▶ Passage shown:
The Prison & Police Museum is a museum in Ripon, a city in North Yorkshire, in England.

The building housing the museum was constructed in 1685, as a prison. In 1816, it was extended to provide additional cells at the rear, the new work being designed by Thomas de Grey, 2nd Earl de Grey. The top floor and two eastern bays may be of similar date but could be part of the original building. In 1878, the prison closed and the building was instead used to store grain. In 1887, it was purchased by the new West Riding Constabulary, to serve as a police station. This closed in 1958, and it was converted into a private house named Deans Croft. The front part of the building was restored in 1972. The building has been grade II* listed since 1949.

In 1984, the building was purchased by Ripon Museums Trust, which converted it into the Prison & Police Museum. The museum was refurbished in 2004. Its collection includes a wide variety of police and prison related objects, such as uniforms and a police box.

▶ Entries shown:
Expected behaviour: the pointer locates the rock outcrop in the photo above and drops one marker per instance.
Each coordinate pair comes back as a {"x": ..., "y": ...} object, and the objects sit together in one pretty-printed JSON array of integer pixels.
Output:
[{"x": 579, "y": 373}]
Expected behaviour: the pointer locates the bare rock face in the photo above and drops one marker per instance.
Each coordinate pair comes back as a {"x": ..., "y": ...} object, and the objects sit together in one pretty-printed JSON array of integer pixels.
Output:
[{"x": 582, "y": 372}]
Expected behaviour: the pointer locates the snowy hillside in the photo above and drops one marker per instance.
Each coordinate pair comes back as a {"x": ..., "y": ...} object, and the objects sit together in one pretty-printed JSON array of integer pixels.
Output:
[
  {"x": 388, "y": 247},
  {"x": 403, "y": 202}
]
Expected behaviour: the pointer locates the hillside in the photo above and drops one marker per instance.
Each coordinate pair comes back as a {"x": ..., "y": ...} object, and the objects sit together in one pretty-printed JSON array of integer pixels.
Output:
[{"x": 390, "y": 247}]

▶ What to work on:
1. Set down, word for word, the part of the passage about the Ripon museum from "The Prison & Police Museum is" up to and including "listed since 1949.".
2. Extend the account of the Prison & Police Museum in Ripon, picking up right after its final sentence.

▶ Answers to this exercise:
1.
The Prison & Police Museum is a museum in Ripon, a city in North Yorkshire, in England.

The building housing the museum was constructed in 1685, as a prison. In 1816, it was extended to provide additional cells at the rear, the new work being designed by Thomas de Grey, 2nd Earl de Grey. The top floor and two eastern bays may be of similar date but could be part of the original building. In 1878, the prison closed and the building was instead used to store grain. In 1887, it was purchased by the new West Riding Constabulary, to serve as a police station. This closed in 1958, and it was converted into a private house named Deans Croft. The front part of the building was restored in 1972. The building has been grade II* listed since 1949.

2.
The building is rendered, and has a floor band and a stone slate roof. There are three storeys and a partial basement, and six bays, and the windows are mullioned. The former cell block is in brown brick with wooden brackets to the eaves, and has two storeys. On both floors are iron-barred windows. Inside, the cell block is brick vaulted and has floors of stone flags. The staircase has an iron balustrade, and there are heavy iron doors with their original locks.